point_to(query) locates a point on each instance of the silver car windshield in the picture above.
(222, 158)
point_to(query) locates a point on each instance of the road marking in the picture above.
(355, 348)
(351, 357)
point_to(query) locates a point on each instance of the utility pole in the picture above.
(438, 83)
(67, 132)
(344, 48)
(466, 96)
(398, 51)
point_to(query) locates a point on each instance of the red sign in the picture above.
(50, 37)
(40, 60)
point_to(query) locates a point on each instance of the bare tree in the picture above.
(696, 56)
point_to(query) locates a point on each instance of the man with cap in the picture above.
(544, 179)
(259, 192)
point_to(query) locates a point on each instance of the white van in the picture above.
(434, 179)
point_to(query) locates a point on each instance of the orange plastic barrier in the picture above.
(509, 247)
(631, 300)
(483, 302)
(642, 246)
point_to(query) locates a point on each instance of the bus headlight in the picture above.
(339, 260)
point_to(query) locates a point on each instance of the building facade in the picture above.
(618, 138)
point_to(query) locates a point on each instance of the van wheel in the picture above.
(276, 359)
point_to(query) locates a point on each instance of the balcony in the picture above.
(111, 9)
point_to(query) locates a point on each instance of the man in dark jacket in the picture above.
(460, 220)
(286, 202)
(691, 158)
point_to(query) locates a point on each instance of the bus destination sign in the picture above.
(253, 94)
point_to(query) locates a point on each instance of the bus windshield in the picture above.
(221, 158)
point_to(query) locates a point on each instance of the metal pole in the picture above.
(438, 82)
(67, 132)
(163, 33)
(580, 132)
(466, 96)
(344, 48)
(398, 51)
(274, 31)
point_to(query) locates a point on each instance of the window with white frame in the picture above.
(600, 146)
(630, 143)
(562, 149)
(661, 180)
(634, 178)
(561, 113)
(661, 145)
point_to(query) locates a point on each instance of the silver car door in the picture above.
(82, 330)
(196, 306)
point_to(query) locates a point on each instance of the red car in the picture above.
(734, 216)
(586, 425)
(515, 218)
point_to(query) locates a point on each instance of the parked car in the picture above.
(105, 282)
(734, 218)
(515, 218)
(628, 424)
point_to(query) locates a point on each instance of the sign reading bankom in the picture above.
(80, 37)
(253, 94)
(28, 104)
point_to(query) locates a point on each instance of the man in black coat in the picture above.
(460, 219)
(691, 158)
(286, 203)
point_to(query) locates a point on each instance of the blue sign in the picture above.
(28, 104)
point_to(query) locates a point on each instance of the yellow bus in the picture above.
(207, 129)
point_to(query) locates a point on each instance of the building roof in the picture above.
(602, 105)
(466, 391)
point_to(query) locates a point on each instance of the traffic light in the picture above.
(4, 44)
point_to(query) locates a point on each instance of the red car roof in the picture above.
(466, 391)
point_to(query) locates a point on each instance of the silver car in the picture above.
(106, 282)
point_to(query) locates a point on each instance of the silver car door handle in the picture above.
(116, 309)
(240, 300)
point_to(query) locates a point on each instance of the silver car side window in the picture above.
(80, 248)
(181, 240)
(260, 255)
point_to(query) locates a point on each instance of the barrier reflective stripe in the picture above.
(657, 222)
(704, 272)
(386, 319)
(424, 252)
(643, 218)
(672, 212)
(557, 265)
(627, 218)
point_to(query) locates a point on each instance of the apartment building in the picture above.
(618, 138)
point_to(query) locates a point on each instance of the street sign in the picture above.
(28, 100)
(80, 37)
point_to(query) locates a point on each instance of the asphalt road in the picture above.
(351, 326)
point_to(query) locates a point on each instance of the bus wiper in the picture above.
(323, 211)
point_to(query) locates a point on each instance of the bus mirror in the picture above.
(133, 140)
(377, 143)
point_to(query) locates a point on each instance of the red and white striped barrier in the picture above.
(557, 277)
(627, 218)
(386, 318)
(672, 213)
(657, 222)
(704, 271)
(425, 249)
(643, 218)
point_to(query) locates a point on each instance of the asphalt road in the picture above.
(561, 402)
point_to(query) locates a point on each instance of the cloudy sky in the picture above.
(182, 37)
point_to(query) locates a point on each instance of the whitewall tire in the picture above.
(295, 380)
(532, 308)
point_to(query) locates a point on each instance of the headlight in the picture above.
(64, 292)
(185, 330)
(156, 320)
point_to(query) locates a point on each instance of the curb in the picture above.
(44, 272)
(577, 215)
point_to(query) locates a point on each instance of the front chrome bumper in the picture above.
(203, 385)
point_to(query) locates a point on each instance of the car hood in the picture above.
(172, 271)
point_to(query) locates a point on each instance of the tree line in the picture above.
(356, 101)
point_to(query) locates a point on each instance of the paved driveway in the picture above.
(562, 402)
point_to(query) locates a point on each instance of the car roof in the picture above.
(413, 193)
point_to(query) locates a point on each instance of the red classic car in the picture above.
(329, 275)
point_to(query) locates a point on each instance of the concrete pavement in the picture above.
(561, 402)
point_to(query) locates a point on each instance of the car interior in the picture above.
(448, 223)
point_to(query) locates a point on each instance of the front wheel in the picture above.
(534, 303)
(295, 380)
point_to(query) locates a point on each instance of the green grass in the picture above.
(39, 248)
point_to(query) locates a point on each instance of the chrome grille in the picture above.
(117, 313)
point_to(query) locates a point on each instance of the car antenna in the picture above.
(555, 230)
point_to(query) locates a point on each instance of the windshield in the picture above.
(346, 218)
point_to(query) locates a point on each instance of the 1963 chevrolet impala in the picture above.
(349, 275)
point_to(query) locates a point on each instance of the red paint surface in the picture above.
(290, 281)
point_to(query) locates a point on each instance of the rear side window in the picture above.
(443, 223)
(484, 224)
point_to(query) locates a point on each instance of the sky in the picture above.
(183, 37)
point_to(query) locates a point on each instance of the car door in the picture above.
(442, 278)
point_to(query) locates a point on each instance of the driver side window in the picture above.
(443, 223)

####

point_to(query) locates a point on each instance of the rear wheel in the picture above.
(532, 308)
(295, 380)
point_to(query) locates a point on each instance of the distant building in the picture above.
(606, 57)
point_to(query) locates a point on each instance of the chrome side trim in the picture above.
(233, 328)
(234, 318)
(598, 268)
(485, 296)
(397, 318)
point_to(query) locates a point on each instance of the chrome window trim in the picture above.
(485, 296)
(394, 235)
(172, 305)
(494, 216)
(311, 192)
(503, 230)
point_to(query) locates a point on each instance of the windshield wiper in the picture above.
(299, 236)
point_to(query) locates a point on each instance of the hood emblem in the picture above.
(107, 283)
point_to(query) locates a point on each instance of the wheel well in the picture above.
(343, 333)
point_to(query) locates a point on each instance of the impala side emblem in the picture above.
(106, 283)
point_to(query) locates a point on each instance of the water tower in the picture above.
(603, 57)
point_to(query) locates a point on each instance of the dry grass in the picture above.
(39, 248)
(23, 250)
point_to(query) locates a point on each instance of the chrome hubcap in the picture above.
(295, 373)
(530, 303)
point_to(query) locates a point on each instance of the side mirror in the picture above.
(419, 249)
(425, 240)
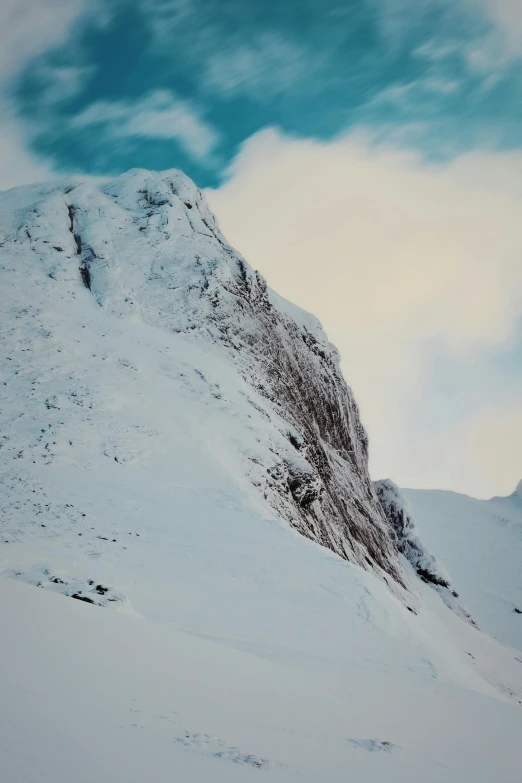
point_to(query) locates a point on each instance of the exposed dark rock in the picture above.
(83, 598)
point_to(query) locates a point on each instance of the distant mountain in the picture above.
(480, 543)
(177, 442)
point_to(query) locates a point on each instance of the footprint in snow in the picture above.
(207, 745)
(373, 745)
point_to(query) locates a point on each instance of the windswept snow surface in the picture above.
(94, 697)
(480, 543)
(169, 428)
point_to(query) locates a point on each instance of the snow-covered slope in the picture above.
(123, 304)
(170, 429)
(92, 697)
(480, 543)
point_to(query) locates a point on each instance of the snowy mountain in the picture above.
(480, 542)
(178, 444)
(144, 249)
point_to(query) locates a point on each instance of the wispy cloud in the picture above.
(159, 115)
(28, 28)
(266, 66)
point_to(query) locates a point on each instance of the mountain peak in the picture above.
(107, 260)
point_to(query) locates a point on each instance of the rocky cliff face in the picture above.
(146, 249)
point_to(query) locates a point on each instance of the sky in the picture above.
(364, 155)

####

How many lines in the items above contain the word "dark"? Case counts; give only the number.

Expected answer - 2